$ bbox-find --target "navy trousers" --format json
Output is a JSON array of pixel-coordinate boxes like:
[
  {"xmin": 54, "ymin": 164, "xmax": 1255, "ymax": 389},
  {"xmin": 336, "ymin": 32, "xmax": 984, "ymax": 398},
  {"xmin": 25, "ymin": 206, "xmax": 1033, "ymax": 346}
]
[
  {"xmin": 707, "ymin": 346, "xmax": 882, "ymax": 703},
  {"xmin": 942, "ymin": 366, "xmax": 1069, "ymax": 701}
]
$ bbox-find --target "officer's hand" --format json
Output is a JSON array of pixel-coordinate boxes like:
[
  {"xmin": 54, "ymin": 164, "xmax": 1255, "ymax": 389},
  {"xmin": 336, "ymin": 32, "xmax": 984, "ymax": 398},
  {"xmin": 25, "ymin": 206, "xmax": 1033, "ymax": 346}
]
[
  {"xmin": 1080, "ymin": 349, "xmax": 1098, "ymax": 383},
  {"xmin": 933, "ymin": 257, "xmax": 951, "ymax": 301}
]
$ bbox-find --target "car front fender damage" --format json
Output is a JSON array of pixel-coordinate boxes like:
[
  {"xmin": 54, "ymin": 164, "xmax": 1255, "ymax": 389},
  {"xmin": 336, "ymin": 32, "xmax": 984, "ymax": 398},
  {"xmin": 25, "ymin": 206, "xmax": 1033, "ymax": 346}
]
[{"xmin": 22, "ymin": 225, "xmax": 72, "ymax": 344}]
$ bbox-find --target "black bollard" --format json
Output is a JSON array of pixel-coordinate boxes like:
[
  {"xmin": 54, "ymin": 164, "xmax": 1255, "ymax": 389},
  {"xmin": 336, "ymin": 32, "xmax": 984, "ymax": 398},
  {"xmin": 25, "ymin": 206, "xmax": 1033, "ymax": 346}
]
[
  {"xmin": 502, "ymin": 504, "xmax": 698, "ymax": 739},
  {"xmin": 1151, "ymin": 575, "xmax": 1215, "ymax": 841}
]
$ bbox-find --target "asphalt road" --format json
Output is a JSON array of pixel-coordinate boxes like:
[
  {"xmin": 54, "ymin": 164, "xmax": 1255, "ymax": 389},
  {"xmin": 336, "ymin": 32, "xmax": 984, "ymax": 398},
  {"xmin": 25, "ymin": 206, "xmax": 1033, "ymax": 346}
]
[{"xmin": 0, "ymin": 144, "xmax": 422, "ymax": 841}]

********************

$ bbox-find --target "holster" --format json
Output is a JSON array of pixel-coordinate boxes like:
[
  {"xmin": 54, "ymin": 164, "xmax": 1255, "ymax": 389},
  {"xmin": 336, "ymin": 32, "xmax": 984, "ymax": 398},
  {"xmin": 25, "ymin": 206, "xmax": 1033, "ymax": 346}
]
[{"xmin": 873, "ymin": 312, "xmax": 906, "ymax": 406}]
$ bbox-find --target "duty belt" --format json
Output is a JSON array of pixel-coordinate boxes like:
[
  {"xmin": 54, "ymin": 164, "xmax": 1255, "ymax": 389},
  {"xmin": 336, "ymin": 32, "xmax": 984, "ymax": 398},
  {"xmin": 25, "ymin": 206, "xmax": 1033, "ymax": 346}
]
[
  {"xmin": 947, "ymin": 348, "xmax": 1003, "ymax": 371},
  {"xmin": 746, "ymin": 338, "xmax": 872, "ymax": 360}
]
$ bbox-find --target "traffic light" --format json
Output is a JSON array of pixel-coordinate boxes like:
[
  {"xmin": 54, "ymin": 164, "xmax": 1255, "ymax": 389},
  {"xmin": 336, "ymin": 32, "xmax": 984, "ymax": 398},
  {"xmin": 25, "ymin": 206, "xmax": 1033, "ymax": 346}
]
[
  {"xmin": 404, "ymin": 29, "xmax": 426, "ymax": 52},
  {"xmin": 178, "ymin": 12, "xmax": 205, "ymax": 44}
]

********************

> The request: Count the lines of the records above that contain the string "bbox", treating uppercase and lowercase as different, and give only the number.

> Final result: 8